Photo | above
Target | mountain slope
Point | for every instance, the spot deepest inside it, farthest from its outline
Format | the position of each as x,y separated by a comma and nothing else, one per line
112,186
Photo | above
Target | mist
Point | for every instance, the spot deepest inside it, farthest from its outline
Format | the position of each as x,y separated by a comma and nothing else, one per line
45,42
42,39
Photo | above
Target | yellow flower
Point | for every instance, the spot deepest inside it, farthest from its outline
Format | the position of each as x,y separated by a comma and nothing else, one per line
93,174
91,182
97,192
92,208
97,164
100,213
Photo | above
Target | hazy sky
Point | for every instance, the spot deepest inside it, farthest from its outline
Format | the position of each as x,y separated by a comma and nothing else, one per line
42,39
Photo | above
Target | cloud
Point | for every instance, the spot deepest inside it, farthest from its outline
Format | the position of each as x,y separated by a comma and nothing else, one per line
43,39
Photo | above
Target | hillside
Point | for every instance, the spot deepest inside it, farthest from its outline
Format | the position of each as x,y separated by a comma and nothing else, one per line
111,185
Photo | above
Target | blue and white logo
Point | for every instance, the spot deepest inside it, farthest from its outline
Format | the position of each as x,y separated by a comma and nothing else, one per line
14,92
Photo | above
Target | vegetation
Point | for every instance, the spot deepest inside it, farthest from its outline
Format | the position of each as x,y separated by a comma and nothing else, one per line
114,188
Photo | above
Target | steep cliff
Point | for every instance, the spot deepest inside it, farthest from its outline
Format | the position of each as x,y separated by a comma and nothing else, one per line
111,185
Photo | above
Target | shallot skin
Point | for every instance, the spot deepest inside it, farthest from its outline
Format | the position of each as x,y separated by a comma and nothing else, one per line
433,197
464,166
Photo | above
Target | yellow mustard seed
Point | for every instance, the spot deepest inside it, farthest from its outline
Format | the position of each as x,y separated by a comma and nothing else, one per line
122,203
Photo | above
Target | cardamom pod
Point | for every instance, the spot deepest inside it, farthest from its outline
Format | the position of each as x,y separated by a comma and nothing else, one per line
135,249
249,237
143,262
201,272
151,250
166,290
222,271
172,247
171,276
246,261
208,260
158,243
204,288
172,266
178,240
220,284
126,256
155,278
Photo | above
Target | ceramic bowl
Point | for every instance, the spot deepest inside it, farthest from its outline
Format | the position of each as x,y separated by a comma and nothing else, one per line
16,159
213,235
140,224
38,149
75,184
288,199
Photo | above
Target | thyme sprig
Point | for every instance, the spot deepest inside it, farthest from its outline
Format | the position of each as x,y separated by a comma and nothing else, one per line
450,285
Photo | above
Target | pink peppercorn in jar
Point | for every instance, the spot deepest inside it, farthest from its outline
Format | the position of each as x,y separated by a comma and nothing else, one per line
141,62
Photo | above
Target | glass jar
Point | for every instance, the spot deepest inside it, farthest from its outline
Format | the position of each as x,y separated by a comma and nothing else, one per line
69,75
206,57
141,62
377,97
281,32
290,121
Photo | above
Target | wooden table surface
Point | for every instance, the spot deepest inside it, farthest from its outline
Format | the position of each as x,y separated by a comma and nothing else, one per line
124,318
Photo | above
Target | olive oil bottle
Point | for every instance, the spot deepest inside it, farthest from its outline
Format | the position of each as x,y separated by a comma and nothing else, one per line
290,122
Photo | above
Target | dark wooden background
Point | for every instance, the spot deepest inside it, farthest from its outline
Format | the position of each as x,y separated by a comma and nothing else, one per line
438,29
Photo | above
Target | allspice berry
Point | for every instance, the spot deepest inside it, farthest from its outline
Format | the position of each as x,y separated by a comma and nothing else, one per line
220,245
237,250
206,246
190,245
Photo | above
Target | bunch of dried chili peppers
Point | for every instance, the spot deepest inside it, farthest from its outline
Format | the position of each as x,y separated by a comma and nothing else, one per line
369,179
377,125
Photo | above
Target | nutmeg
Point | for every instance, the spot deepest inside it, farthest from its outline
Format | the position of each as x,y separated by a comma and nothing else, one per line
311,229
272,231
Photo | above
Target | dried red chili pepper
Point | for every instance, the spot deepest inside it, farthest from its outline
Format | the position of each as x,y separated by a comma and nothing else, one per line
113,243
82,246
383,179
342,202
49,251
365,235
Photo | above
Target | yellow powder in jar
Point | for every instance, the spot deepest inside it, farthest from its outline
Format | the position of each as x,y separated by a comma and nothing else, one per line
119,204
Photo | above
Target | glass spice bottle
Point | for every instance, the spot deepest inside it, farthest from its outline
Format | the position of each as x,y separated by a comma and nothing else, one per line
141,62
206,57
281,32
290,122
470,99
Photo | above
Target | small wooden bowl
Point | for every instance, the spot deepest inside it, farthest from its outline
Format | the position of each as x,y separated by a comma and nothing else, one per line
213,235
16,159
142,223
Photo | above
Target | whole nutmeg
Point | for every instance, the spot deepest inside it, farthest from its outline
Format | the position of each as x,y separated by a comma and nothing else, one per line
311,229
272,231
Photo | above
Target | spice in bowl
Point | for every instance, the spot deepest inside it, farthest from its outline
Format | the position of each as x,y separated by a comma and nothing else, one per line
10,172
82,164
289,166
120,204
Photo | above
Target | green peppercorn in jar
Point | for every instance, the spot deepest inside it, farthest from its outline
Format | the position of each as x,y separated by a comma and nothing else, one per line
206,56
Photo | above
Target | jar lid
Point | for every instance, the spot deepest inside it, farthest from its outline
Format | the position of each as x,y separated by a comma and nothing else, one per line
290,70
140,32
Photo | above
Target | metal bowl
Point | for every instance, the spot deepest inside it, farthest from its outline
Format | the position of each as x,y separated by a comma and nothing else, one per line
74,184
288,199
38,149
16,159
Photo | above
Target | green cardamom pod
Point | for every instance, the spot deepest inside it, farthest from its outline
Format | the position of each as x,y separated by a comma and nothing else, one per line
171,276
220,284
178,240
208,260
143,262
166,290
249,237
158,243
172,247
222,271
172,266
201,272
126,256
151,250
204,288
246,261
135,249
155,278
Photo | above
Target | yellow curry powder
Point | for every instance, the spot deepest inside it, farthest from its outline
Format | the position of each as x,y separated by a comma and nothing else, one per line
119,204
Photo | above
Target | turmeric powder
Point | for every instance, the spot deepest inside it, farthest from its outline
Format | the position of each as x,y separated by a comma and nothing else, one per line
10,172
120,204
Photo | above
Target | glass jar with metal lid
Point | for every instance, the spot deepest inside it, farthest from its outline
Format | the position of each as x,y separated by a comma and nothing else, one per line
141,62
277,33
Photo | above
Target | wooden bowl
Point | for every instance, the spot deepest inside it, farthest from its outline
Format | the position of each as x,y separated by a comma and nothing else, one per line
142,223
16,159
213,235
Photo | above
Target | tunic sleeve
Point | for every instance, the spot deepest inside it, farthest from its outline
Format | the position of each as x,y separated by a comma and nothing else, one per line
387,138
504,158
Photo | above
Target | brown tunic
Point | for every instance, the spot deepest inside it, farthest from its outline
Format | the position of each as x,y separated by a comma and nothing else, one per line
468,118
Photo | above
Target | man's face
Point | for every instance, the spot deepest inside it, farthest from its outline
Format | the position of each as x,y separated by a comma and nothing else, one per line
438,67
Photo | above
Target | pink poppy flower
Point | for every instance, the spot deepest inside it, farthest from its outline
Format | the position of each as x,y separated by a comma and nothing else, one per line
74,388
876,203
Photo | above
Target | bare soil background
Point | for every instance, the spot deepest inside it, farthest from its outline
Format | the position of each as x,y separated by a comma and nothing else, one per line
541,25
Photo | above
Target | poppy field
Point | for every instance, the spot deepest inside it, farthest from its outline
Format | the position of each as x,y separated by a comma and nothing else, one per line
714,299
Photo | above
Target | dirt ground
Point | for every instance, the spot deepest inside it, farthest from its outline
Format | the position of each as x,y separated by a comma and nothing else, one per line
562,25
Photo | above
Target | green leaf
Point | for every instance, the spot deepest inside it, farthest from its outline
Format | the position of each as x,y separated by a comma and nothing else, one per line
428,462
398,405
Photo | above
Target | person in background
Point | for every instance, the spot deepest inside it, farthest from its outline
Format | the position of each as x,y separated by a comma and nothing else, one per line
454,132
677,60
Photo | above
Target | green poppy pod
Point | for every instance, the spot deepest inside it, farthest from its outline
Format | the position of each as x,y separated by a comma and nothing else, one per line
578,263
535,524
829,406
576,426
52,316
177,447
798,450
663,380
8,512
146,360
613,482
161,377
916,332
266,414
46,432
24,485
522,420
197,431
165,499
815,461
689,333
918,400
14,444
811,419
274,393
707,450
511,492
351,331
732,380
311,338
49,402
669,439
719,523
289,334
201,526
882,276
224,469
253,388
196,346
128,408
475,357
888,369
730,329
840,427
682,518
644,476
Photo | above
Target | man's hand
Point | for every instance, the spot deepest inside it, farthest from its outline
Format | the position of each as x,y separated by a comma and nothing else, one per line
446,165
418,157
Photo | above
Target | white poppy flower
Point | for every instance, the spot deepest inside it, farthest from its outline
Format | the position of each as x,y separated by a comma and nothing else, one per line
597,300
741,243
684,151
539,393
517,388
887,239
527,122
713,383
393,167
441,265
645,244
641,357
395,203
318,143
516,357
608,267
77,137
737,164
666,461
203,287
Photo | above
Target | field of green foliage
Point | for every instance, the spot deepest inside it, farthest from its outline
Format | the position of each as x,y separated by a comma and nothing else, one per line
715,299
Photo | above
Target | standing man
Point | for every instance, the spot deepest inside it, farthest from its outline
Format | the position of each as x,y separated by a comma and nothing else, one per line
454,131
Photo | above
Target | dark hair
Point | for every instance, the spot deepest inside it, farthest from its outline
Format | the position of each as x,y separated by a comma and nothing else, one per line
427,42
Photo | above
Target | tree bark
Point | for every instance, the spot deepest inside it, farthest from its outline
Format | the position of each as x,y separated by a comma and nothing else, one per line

- - - - -

Please show, copied in full, each line in the records above that contains the word "poppy".

Target | pink poppy flower
Target | poppy field
Target | green poppy pod
Target | white poppy flower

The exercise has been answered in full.